▶ [Task statement]: Please copy every one of the rows below word for word, leaving the pictures out.

[BEGIN Extracted material]

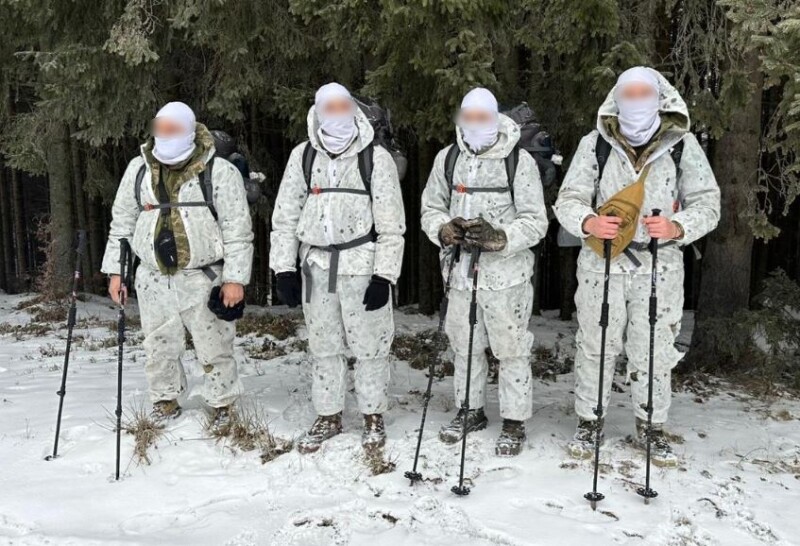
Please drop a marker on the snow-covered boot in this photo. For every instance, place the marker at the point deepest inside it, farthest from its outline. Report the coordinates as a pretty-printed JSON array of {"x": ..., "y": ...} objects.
[
  {"x": 582, "y": 444},
  {"x": 324, "y": 428},
  {"x": 511, "y": 438},
  {"x": 221, "y": 420},
  {"x": 661, "y": 453},
  {"x": 453, "y": 431},
  {"x": 374, "y": 434},
  {"x": 164, "y": 410}
]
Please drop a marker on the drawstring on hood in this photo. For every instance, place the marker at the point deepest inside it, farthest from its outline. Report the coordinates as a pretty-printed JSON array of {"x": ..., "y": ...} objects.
[
  {"x": 479, "y": 136},
  {"x": 176, "y": 149},
  {"x": 336, "y": 132}
]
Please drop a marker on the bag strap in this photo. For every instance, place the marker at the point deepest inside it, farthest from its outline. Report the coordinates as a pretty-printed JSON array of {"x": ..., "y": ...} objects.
[
  {"x": 512, "y": 160},
  {"x": 366, "y": 162},
  {"x": 602, "y": 150},
  {"x": 207, "y": 186},
  {"x": 309, "y": 155},
  {"x": 450, "y": 164},
  {"x": 677, "y": 153},
  {"x": 137, "y": 188}
]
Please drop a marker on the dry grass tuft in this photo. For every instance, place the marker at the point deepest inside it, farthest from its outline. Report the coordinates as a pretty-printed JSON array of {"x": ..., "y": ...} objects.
[
  {"x": 249, "y": 430},
  {"x": 145, "y": 431},
  {"x": 420, "y": 349},
  {"x": 377, "y": 463},
  {"x": 280, "y": 327},
  {"x": 268, "y": 350}
]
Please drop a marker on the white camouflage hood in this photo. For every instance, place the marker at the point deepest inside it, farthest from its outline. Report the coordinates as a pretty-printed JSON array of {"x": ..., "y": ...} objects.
[
  {"x": 507, "y": 137},
  {"x": 672, "y": 109},
  {"x": 364, "y": 136}
]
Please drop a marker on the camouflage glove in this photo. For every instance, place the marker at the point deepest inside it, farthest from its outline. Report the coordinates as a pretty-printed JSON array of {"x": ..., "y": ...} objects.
[
  {"x": 452, "y": 233},
  {"x": 481, "y": 234}
]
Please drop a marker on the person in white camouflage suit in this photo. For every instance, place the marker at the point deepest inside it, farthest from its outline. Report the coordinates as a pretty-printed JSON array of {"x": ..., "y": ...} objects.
[
  {"x": 481, "y": 208},
  {"x": 347, "y": 223},
  {"x": 208, "y": 252},
  {"x": 643, "y": 119}
]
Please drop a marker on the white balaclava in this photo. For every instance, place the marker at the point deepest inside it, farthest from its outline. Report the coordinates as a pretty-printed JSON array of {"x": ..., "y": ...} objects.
[
  {"x": 479, "y": 136},
  {"x": 336, "y": 132},
  {"x": 176, "y": 149},
  {"x": 638, "y": 118}
]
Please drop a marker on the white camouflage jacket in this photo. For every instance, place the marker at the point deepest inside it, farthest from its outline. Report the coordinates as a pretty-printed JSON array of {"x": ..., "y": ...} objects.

[END Extracted material]

▶ [Task output]:
Please drop a marker on the snow-covered boot in this photo. For every instance, place the marker at the point deepest inside it, farthest from its outline. Report the coordinates as a pretty-printed JSON array of {"x": ..., "y": ...} objects.
[
  {"x": 582, "y": 444},
  {"x": 324, "y": 428},
  {"x": 511, "y": 438},
  {"x": 221, "y": 420},
  {"x": 661, "y": 453},
  {"x": 453, "y": 431},
  {"x": 374, "y": 434},
  {"x": 164, "y": 410}
]
Please drop a marker on the drawstring on hood in this photo. For every instance, place the marker at the point deepest inside it, farthest from its outline. Report the coordinates as a pretty-printed JSON array of {"x": ..., "y": ...} objects.
[
  {"x": 479, "y": 136},
  {"x": 176, "y": 149},
  {"x": 336, "y": 132}
]
Please drop a marker on the bag strap in this photo. For every instance, place the marker at the point deepest inside it, farthest from its outline. Report the coordinates as a pretty-printed JSON array of {"x": ..., "y": ...} objects.
[
  {"x": 512, "y": 160},
  {"x": 366, "y": 162},
  {"x": 602, "y": 150},
  {"x": 207, "y": 186},
  {"x": 309, "y": 155},
  {"x": 450, "y": 164},
  {"x": 677, "y": 153},
  {"x": 137, "y": 188}
]
Please drop a marker on the dry grass tuft in this photo. For every instance, place the marker at the point deepest inside it, farthest from its outline. Report the coordinates as a pretty-printed JSON array of {"x": ..., "y": ...} objects.
[
  {"x": 249, "y": 430},
  {"x": 145, "y": 431},
  {"x": 420, "y": 349},
  {"x": 377, "y": 463},
  {"x": 280, "y": 327},
  {"x": 268, "y": 350}
]
Please drop a marker on the white camouflage hood in this photo. For every instance, place the marker at the point deepest inside it, farthest from its outline. Report the coordinates as a pretty-printed JSON array of {"x": ..., "y": ...} objects.
[
  {"x": 507, "y": 137},
  {"x": 672, "y": 109},
  {"x": 364, "y": 136}
]
Please drop a marker on the camouflage glove in this photo. For every instance, place the marker at the point deepest inside it, farthest from its outline. Report the coordinates as a pretty-printed JSON array of {"x": ..., "y": ...} objects.
[
  {"x": 452, "y": 233},
  {"x": 481, "y": 234}
]
Please drop a marker on the person in white camouflage suit in this photo. For every instance, place the marker at the point deepest inside it, farthest from its outline. Report the coordinates as a pretty-printed JSON array of {"x": ..., "y": ...} objects.
[
  {"x": 481, "y": 208},
  {"x": 347, "y": 223},
  {"x": 208, "y": 252},
  {"x": 643, "y": 119}
]
Please drop a marker on the white balaclava in this photo. For every instance, place the marker at the point deepest inside it, farthest from its outline. Report the coordinates as a pretty-printed JSON array of {"x": ..., "y": ...} objects.
[
  {"x": 479, "y": 136},
  {"x": 336, "y": 132},
  {"x": 176, "y": 149},
  {"x": 638, "y": 118}
]
Please drop a marker on the white camouflage jacket in this photo. For every instance, place the marker at the point deepest inside it, farthest from its outline. Report the coordinates as a pretty-printed JSON array of {"x": ..., "y": ...} objects.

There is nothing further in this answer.